### Atividade
Reproduza sem nenhuma alteração o trecho do texto extraído que começa em "Monitoria indígena - Baseado" e termina em "permanência na universidade.".

### Texto extraído
▽

Monitoria indígena - Baseado nessa experiência, Virlei defende um programa institucional de monitoria indígena na UEM, diferente do modelo existente, que além de atender questões de língua portuguesa, matemática, biologia e introdução à informática, seja proporcionado por docentes e monitores dos cursos que tenham indígenas matriculados, considerando as especificidades desse público. Para o novo médico, esta poderia ser uma ferramenta importante para garantir a permanência na universidade. 

Carlos Edmundo Fontes, coordenador do curso de MedicinaO coordenador do curso de Medicina da UEM, professor Carlos Edmundo Fontes, atesta que a presença de um indígena na graduação foi enriquecedora à medida que impôs, nas ações cotidianas, o reconhecimento e o respeito à diversidade. Sem negar que houve dificuldades de relacionamento e atitudes discriminatórias, Carlos Edmundo destaca a experiência como uma oportunidade de aprimoramento de ações mais inclusivas, ampliando os espaços para as minorias étnicas. O coordenador do curso também destaca o esforço de Virlei, que apesar de todos os obstáculos, conquistou seu objetivo. “Ele não teve facilidades e precisou comprovar as mesmas competências que seus colegas de turma para ser aprovado”, diz. Para Carlos Edmundo, Virlei está saindo do curso bem diferente de quando entrou. “Hoje ele é uma pessoa bem mais segura e madura”, opina. 

Analisando o papel da educação superior para os indígenas, Isabel Rodrigues entende que a inserção dessa população muitas vezes implica mudanças de hábitos, de práticas e de metodologias pedagógicas, uma vez que só a garantia de vagas não dá conta da complexidade da questão. Nesse sentido, a coordenadora da Cuia, defende, por exemplo, a necessidade de adequar os instrumentos como melhor forma de avaliação da capacidade dos alunos indígenas. Não se trata de privilégios, apenas de respeito às especificidades étnicas e culturais próprias, segundo a professora.  “Um aluno indígena quieto e pouco participativo em sala de aula é tratado, muitas vezes, como desinteressado. Esse pensamento denota uma ausência de conhecimento sobre os povos indígenas no Brasil, em vários aspectos, inclusive no relacionado às questões psicopedagógicas, como por exemplo, as diferentes formas de interação social dos diversos grupos humanos, às quais nós, docentes, devemos estar sempre atentos”, opina a professora.

△

[Dados de expressões referenciais]
▽

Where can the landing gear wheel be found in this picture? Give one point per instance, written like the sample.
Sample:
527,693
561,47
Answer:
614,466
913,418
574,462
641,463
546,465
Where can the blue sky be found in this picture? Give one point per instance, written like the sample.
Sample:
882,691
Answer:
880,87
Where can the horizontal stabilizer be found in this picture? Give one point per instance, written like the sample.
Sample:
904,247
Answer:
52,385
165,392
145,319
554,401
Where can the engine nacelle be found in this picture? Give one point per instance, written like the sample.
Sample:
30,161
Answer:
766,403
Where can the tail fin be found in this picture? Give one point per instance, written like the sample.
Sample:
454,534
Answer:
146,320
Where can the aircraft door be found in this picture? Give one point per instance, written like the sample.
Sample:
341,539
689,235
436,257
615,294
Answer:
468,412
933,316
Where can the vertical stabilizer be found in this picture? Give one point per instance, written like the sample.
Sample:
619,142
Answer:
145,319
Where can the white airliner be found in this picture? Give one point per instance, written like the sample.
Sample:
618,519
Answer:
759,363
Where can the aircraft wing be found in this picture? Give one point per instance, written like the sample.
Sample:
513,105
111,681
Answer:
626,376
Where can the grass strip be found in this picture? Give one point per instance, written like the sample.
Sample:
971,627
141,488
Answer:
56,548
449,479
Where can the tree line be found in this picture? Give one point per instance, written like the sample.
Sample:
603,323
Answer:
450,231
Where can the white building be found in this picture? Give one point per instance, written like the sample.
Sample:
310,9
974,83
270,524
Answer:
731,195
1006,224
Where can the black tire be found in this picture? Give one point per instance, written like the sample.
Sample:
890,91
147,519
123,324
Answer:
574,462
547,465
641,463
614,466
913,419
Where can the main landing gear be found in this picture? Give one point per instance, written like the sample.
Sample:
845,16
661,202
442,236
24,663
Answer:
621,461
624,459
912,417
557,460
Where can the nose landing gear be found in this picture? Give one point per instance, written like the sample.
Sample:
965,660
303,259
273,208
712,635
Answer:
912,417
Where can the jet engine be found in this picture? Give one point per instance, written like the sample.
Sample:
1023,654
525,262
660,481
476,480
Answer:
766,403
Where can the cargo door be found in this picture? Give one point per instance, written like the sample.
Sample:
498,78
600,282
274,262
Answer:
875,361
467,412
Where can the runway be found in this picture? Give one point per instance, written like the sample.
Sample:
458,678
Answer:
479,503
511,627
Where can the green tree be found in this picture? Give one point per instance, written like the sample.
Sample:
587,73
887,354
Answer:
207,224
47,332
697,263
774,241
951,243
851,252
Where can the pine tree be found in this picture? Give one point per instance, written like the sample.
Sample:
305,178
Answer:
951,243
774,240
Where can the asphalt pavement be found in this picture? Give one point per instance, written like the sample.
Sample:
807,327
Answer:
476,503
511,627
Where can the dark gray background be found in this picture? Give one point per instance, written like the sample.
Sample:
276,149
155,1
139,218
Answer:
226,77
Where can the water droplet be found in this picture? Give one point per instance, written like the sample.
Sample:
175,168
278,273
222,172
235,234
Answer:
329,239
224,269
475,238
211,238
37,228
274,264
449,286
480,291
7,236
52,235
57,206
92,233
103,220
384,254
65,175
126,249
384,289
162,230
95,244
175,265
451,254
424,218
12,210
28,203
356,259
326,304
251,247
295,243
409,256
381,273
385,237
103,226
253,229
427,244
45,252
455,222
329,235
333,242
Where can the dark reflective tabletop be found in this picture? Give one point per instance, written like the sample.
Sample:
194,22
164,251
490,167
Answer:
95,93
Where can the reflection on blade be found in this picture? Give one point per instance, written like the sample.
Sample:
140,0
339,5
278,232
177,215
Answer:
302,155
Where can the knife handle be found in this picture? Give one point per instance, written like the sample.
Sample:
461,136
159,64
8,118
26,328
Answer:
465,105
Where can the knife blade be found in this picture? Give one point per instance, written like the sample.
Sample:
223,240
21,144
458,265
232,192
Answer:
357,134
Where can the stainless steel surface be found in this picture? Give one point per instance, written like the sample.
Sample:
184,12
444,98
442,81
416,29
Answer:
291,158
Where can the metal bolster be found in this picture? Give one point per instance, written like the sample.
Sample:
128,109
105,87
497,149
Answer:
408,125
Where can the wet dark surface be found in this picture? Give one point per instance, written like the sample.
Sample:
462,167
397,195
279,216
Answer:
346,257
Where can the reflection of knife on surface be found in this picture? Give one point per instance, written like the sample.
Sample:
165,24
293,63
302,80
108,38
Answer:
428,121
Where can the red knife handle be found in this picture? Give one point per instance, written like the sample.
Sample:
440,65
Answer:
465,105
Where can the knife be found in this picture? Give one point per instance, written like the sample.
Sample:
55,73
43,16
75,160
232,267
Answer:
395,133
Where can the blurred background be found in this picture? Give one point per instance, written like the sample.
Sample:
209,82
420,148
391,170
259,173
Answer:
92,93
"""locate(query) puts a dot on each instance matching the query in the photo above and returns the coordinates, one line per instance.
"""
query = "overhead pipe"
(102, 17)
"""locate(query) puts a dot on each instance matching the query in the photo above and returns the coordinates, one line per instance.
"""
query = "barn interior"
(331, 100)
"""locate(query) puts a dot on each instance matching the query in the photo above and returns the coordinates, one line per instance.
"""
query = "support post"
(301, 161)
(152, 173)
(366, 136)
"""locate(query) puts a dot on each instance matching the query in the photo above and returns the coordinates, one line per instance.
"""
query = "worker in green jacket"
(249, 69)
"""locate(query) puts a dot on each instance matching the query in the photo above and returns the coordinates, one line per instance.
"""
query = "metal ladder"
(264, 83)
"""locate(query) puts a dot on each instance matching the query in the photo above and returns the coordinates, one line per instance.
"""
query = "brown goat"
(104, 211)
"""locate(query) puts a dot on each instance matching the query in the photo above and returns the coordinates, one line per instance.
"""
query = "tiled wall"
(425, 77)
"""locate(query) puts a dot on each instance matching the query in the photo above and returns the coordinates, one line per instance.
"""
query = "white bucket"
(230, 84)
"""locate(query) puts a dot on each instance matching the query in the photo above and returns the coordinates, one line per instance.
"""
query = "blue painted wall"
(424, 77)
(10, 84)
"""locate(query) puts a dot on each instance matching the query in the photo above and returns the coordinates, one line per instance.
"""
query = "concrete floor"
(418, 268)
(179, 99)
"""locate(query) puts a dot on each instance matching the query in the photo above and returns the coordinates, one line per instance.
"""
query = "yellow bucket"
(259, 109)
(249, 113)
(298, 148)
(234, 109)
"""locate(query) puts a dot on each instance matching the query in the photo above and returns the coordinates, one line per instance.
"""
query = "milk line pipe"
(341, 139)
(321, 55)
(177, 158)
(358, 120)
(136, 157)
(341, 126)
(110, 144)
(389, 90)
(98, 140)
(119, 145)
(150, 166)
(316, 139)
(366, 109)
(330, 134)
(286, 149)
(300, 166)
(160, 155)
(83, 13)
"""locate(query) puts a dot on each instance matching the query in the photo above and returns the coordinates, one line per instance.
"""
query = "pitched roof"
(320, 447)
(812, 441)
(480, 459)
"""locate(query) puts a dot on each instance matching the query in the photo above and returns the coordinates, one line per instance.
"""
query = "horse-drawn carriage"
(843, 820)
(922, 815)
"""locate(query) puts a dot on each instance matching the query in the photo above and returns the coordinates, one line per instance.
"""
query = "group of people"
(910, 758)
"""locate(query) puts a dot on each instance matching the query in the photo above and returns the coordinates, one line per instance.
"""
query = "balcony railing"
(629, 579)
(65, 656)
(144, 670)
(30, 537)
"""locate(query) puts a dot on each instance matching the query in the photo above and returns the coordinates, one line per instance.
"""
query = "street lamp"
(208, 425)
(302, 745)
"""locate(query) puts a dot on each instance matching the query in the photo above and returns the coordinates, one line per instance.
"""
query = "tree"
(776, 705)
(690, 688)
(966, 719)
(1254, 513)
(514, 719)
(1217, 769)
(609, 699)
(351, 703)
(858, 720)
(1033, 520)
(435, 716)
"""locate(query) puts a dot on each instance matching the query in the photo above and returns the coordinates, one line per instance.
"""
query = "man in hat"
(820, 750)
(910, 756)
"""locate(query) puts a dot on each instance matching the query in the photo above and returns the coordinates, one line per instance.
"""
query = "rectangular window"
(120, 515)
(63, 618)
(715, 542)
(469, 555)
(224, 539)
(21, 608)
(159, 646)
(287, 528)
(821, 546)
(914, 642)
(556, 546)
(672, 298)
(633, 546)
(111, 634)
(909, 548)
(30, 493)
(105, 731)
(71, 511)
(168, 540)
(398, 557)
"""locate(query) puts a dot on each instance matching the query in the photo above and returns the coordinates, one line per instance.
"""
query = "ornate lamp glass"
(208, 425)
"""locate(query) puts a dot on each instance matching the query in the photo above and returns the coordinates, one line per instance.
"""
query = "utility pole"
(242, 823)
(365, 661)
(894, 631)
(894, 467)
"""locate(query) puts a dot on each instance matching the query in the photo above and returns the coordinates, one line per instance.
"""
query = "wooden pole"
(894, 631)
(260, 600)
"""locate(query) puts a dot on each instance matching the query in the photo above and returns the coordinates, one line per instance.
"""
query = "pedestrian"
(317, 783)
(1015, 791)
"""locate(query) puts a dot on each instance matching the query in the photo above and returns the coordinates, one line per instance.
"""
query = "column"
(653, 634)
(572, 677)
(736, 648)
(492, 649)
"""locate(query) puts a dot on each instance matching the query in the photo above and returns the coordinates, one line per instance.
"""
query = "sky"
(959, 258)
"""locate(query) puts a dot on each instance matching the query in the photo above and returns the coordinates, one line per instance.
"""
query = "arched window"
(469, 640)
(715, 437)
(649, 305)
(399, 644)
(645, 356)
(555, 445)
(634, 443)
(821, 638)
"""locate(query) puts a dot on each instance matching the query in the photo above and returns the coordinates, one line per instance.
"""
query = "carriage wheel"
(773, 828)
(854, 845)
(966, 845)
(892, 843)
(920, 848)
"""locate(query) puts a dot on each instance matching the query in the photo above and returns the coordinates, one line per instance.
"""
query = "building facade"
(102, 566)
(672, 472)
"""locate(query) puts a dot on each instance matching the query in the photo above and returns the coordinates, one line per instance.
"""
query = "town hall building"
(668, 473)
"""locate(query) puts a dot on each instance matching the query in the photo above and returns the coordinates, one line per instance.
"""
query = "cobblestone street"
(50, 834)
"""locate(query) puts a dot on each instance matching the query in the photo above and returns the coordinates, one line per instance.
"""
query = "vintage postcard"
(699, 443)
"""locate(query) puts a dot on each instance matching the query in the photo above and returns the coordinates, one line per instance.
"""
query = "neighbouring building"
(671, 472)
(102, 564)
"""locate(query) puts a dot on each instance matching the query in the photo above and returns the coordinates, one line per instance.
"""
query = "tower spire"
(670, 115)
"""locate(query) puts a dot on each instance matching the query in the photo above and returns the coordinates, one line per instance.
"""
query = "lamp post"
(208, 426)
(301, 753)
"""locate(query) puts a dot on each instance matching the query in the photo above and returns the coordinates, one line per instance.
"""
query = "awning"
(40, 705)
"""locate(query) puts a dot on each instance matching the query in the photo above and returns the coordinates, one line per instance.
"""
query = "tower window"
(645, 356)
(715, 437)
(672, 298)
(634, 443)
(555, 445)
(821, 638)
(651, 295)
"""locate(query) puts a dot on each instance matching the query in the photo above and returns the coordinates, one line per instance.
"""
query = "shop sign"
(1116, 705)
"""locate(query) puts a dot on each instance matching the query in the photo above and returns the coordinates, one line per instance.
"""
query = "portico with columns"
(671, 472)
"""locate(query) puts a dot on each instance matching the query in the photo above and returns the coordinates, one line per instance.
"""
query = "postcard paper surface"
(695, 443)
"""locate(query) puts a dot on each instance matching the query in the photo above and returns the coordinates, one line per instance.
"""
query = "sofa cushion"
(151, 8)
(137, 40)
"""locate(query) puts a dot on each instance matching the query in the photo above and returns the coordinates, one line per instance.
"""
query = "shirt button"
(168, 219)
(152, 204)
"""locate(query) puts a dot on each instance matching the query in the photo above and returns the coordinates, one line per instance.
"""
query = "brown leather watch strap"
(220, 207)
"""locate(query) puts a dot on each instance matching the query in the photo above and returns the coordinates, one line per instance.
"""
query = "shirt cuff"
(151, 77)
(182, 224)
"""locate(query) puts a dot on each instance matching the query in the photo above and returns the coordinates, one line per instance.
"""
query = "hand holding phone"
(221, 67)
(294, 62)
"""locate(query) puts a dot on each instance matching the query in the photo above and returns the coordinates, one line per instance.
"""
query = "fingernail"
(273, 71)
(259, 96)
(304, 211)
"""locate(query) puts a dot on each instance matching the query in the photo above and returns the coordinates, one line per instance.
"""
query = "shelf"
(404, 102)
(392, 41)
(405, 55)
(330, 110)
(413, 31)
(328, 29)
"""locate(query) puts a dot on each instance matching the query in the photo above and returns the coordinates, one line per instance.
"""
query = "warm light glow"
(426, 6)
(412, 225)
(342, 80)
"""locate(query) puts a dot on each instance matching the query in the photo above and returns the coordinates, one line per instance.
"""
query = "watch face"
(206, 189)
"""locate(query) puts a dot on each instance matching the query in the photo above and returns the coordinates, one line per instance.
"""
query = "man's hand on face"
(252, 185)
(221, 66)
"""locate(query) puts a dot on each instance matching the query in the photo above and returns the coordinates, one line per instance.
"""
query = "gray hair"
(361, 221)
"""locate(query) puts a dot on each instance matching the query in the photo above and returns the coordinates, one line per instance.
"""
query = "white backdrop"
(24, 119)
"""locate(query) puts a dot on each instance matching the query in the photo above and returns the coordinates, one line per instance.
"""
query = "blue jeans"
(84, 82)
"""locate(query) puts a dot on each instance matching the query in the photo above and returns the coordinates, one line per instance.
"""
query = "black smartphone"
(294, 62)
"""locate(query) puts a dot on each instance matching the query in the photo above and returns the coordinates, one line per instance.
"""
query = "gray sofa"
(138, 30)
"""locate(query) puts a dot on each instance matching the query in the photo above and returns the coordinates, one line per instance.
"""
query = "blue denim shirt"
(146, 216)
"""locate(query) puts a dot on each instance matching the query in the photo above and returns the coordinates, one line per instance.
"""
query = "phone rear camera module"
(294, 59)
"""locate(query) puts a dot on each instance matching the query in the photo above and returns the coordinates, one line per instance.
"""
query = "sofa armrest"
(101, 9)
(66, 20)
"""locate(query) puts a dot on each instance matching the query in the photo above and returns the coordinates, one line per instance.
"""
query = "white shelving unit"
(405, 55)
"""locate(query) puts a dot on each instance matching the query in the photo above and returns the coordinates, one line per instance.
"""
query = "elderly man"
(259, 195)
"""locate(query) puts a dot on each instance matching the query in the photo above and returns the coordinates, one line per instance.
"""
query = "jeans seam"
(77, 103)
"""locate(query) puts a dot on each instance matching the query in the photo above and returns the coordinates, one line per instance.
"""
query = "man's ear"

△

### Solução do problema
Monitoria indígena - Baseado nessa experiência, Virlei defende um programa institucional de monitoria indígena na UEM, diferente do modelo existente, que além de atender questões de língua portuguesa, matemática, biologia e introdução à informática, seja proporcionado por docentes e monitores dos cursos que tenham indígenas matriculados, considerando as especificidades desse público. Para o novo médico, esta poderia ser uma ferramenta importante para garantir a permanência na universidade.